╭──

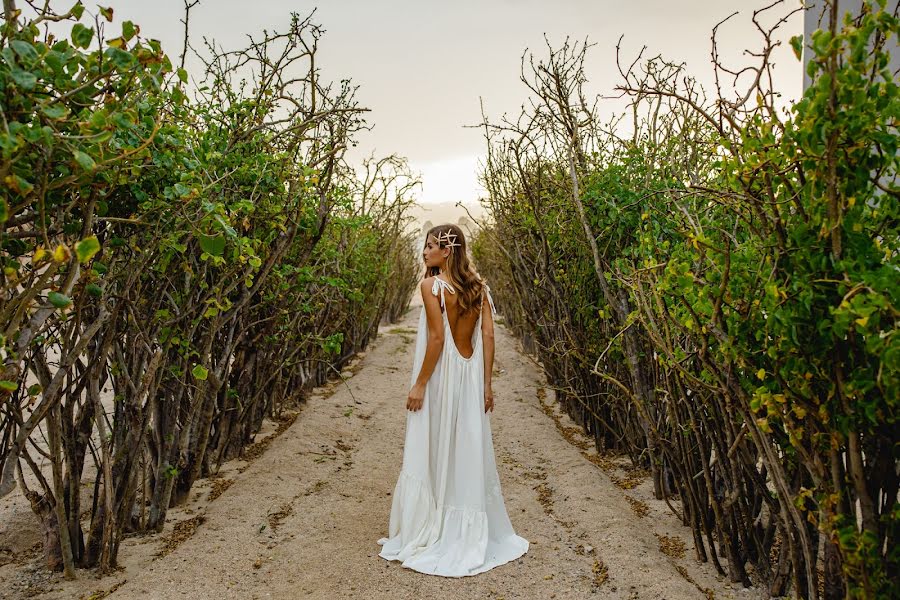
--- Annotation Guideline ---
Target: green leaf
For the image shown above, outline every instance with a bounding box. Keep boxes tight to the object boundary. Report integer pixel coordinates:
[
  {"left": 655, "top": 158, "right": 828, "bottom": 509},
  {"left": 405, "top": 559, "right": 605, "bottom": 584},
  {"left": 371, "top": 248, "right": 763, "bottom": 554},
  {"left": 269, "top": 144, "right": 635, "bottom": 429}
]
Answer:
[
  {"left": 200, "top": 235, "right": 225, "bottom": 256},
  {"left": 9, "top": 40, "right": 38, "bottom": 64},
  {"left": 73, "top": 150, "right": 97, "bottom": 171},
  {"left": 72, "top": 23, "right": 94, "bottom": 48},
  {"left": 41, "top": 104, "right": 69, "bottom": 119},
  {"left": 47, "top": 292, "right": 72, "bottom": 308},
  {"left": 75, "top": 235, "right": 100, "bottom": 263},
  {"left": 191, "top": 365, "right": 209, "bottom": 381},
  {"left": 9, "top": 67, "right": 37, "bottom": 90}
]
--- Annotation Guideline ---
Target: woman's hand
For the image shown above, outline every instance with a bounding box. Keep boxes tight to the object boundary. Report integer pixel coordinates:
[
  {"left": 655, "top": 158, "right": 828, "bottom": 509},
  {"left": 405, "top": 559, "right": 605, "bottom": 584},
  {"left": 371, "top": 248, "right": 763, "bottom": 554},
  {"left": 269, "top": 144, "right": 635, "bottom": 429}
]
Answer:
[{"left": 406, "top": 383, "right": 425, "bottom": 412}]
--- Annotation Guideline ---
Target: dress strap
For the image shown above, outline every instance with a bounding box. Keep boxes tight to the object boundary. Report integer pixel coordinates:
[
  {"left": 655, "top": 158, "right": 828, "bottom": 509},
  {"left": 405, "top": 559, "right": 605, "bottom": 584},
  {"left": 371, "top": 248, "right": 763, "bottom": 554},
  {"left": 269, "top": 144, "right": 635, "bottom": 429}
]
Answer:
[
  {"left": 484, "top": 284, "right": 497, "bottom": 315},
  {"left": 431, "top": 277, "right": 456, "bottom": 308}
]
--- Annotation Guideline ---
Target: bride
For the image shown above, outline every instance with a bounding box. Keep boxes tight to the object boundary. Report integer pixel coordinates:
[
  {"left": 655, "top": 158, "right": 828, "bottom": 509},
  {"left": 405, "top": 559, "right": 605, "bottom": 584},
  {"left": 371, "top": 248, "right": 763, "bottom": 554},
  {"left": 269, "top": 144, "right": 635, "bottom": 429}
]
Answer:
[{"left": 378, "top": 225, "right": 528, "bottom": 577}]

╰──

Which lines above contain the string "Target"? Collect each of them and copy it out in full.

# WORKED SOLUTION:
Target: green leaf
Target: woman's hand
Target: dress strap
Target: bride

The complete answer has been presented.